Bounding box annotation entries
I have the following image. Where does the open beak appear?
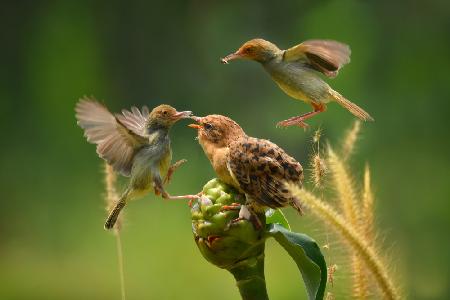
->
[188,116,203,130]
[188,124,202,130]
[172,111,192,121]
[220,51,242,64]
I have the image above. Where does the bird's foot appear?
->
[188,192,203,208]
[221,203,263,230]
[220,203,242,211]
[163,159,187,185]
[277,116,309,129]
[162,192,200,202]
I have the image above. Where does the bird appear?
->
[75,97,196,229]
[188,115,303,228]
[221,38,374,128]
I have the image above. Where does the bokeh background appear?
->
[0,0,450,299]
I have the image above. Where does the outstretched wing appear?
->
[227,137,303,210]
[75,97,148,176]
[284,40,351,77]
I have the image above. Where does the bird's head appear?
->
[188,115,245,148]
[149,104,192,127]
[221,39,281,64]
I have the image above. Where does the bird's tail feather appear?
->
[104,190,128,230]
[330,90,374,121]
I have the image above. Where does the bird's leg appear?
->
[277,102,326,129]
[221,203,262,230]
[163,159,187,185]
[153,176,201,200]
[220,203,241,211]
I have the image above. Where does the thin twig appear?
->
[288,185,400,300]
[105,162,126,300]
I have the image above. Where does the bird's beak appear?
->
[188,116,203,130]
[188,124,202,130]
[220,51,242,64]
[172,111,192,121]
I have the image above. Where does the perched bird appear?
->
[222,39,373,128]
[75,98,197,229]
[189,115,303,226]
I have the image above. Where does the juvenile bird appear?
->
[75,98,197,229]
[189,115,303,226]
[222,39,373,128]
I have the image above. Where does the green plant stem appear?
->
[228,254,269,300]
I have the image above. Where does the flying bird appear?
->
[221,39,373,128]
[75,97,197,229]
[189,115,303,227]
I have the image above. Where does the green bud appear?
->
[191,179,265,270]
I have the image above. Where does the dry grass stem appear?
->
[328,146,359,228]
[105,162,126,300]
[352,254,369,300]
[361,164,375,243]
[289,184,399,300]
[342,120,361,160]
[311,153,327,188]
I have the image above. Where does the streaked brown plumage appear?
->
[75,98,197,229]
[189,115,303,225]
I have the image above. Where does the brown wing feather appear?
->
[284,40,351,77]
[227,137,303,208]
[75,98,147,176]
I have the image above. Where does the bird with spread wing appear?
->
[222,39,373,128]
[75,97,197,229]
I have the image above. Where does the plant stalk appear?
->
[228,254,269,300]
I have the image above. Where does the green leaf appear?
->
[267,224,327,300]
[266,208,291,231]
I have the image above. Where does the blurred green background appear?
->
[0,0,450,299]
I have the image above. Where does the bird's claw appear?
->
[220,203,241,211]
[163,159,187,185]
[188,192,203,208]
[277,119,309,129]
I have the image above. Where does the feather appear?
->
[75,97,147,176]
[284,40,351,77]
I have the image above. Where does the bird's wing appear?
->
[227,137,303,208]
[75,98,147,176]
[115,106,149,137]
[284,40,351,77]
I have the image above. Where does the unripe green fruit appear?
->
[191,179,265,269]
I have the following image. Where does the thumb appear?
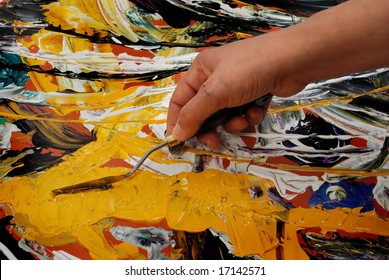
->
[172,77,226,142]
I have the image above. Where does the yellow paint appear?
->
[0,0,389,259]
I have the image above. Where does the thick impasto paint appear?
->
[0,0,389,259]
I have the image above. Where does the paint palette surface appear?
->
[0,0,389,260]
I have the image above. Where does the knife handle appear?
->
[166,93,273,154]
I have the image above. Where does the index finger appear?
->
[166,60,207,135]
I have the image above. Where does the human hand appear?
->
[166,35,304,149]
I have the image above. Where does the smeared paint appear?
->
[0,0,389,259]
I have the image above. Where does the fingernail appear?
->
[172,123,186,141]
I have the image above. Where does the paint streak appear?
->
[0,0,389,259]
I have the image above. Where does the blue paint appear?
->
[309,181,374,212]
[0,52,29,89]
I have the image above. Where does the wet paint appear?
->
[0,0,389,259]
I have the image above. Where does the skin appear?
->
[166,0,389,149]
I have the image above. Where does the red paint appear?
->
[10,131,35,151]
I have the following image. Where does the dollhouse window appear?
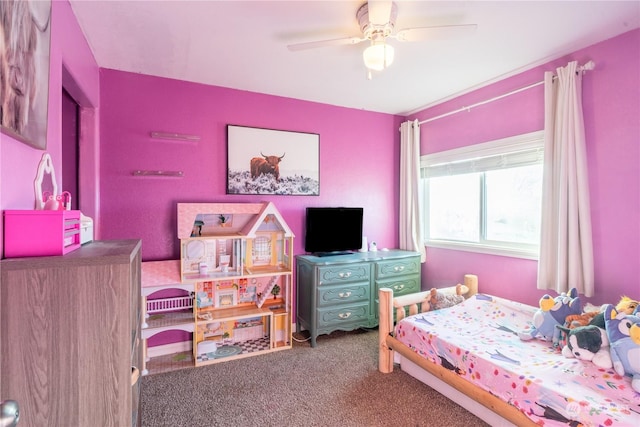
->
[251,236,271,265]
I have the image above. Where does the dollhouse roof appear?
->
[178,202,294,239]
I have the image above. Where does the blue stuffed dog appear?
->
[604,304,640,393]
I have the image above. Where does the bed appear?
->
[379,275,640,426]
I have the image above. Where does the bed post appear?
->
[378,288,393,374]
[464,274,478,298]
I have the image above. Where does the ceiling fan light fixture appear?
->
[362,41,394,71]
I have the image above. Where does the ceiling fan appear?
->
[287,0,477,79]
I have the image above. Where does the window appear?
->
[421,131,543,259]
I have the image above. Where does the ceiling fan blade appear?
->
[390,24,478,42]
[287,36,366,52]
[367,0,393,25]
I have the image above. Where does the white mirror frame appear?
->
[33,153,58,210]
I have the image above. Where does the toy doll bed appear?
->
[379,275,640,426]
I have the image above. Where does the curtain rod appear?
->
[418,61,596,125]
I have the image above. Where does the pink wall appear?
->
[0,0,100,258]
[0,0,640,316]
[412,30,640,304]
[101,70,401,260]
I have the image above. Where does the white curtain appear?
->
[538,62,594,297]
[400,120,426,262]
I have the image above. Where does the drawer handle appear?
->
[131,366,140,387]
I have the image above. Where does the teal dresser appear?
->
[296,250,420,347]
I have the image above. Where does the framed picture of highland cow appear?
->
[227,125,320,196]
[0,0,51,150]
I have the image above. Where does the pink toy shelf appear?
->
[4,210,80,258]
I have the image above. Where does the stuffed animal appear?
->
[556,325,613,369]
[518,288,582,347]
[604,304,640,393]
[429,283,464,310]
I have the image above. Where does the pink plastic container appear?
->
[4,210,80,258]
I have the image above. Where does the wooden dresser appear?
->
[0,240,142,427]
[296,250,421,347]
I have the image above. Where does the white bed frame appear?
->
[378,274,536,426]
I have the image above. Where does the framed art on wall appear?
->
[227,125,320,196]
[0,0,51,150]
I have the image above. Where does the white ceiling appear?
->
[70,0,640,115]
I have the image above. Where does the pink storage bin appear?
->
[4,210,80,258]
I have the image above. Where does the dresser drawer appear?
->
[376,275,420,297]
[318,302,369,328]
[375,257,420,279]
[318,263,371,286]
[318,282,371,307]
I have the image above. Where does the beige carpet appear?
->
[141,330,487,427]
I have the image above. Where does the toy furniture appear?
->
[142,202,294,373]
[4,210,80,258]
[379,275,640,426]
[296,250,420,347]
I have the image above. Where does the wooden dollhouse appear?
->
[142,202,294,373]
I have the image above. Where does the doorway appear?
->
[62,88,80,210]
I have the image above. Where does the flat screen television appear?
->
[304,207,364,256]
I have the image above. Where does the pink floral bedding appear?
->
[396,295,640,427]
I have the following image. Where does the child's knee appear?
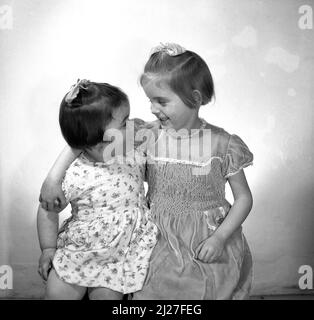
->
[45,269,86,300]
[88,288,123,300]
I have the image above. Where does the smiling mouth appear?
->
[158,117,169,122]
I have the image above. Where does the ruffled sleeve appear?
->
[222,134,253,179]
[61,176,71,203]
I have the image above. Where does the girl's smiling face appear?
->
[143,77,199,130]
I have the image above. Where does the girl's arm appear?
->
[39,145,82,212]
[195,170,253,263]
[37,206,59,280]
[213,170,253,242]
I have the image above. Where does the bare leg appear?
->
[45,269,86,300]
[88,287,123,300]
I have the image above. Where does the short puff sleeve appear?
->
[222,134,253,179]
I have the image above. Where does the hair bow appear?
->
[65,79,90,103]
[151,43,186,57]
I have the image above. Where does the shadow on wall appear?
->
[245,159,314,295]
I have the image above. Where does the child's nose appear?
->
[150,103,159,114]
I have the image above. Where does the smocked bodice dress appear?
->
[134,121,253,300]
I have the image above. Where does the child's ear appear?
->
[192,90,203,108]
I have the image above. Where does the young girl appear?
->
[42,44,253,300]
[38,80,157,299]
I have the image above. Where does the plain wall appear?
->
[0,0,314,298]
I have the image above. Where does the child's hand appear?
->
[39,178,66,212]
[38,248,56,281]
[195,234,225,263]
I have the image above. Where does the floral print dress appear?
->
[53,154,157,294]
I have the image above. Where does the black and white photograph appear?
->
[0,0,314,304]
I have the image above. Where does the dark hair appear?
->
[140,50,215,108]
[59,81,128,149]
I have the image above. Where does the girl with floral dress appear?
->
[38,80,157,299]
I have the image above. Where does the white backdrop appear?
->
[0,0,314,298]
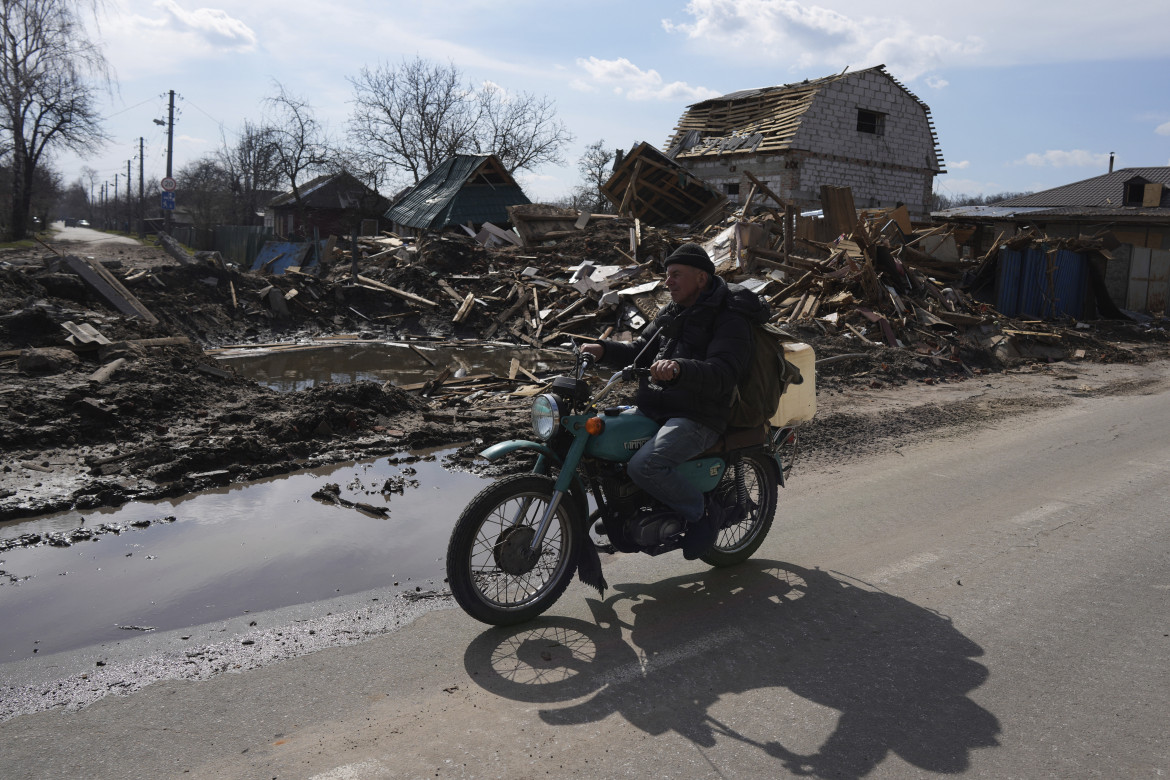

*THE EXERCISE:*
Copy out the lines of the listing without alteration, beginning at the line that contains "I have the image above. Where does the smiling" and ending after the line that contains "[143,77,199,130]".

*THE ANSWER:*
I have the image above. Where does the smiling mouth appear?
->
[158,117,169,122]
I have the image above. Where does the ruffled sleeve appear?
->
[222,134,253,179]
[61,176,71,203]
I have the image above. Where does the girl's smiling face appear?
->
[143,77,199,130]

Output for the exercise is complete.